━━ Data provided ━━

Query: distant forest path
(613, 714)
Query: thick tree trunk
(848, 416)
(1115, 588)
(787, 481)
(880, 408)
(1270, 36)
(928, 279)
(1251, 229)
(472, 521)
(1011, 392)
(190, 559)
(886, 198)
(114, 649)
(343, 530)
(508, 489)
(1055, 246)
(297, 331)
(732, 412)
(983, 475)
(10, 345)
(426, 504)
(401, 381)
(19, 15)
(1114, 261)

━━━

→ **Prompt**
All entries are to be output exactly as they stand.

→ **Exercise result**
Query: distant forest path
(613, 714)
Query: thick tree trunk
(848, 416)
(1115, 588)
(787, 481)
(880, 408)
(1270, 36)
(928, 279)
(1251, 229)
(472, 521)
(1011, 392)
(190, 559)
(886, 198)
(114, 649)
(343, 530)
(508, 489)
(1055, 246)
(297, 331)
(732, 412)
(983, 475)
(10, 345)
(426, 504)
(401, 381)
(19, 15)
(1114, 261)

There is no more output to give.